Request
Copy every record below, exactly as written.

[Stored items from a collection]

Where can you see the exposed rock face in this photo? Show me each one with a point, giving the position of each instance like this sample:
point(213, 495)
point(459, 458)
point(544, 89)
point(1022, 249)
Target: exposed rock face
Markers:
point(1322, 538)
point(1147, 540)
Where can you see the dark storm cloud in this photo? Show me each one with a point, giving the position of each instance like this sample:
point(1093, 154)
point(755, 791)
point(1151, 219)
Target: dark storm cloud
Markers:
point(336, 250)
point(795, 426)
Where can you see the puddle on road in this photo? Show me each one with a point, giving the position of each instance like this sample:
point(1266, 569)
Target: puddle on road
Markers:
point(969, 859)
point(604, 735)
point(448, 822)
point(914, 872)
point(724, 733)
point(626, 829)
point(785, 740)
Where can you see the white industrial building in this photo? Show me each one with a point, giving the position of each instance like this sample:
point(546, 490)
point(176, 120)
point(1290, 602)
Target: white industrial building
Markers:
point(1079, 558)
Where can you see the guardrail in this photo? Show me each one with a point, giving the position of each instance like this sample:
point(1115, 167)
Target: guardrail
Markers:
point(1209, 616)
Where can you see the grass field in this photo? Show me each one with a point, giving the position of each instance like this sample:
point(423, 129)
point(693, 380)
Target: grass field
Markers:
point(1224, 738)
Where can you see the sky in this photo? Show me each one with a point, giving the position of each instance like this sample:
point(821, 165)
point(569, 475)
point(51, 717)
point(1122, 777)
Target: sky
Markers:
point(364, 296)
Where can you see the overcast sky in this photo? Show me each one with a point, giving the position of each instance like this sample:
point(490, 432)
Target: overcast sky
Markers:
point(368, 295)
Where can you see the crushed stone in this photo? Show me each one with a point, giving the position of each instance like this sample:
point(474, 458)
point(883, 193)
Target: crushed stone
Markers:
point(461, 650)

Response
Where can you see the exposed rock face in this photo? Show me each one with a point, giving the position of each instance like this sample:
point(213, 495)
point(459, 458)
point(544, 89)
point(1022, 249)
Target: exposed rock face
Markers:
point(1322, 538)
point(1147, 540)
Where can you see the dark storm cloud in this photo? Show me each one with a point, giving the position of each instance like this sample:
point(1093, 154)
point(755, 791)
point(1151, 219)
Target: dark storm cloud
Markers:
point(336, 250)
point(795, 426)
Where can you see the puddle on road in this photo? Show me each one with a point, giving the position of each instance like this sample:
point(1266, 569)
Target: puddle on road
Markers:
point(969, 859)
point(604, 735)
point(448, 822)
point(914, 872)
point(724, 733)
point(626, 829)
point(785, 740)
Where can you see the white industrial building in this photo? Show me each one with a point, giving the position of each instance like this sample:
point(546, 490)
point(176, 120)
point(1290, 602)
Target: white industrial building
Markers:
point(1079, 558)
Where can you see the guardrail in this photo? Show me each one with a point, giving the position of each instance like this sample:
point(1115, 167)
Target: guardrail
Markers:
point(1209, 616)
Where can you see the grass field in this photo? Show me each one with a point, giving the position of each instance like this sample:
point(423, 129)
point(693, 380)
Target: grass field
Markers:
point(1224, 738)
Where can you see the sky in this photo? Show me each one with a point, giving the position of each instance like this sample:
point(821, 165)
point(569, 475)
point(51, 717)
point(1122, 777)
Target: sky
Markers:
point(364, 296)
Where can you see the overcast sky in this photo? Show me each one with a point, giving the position of each instance like this sample:
point(490, 432)
Target: overcast sky
Markers:
point(368, 295)
Where can you see the crushed stone in this photo? Show me each one with a point, giving the position of each instance like this sample:
point(474, 458)
point(883, 193)
Target: crushed stone
Markers:
point(461, 650)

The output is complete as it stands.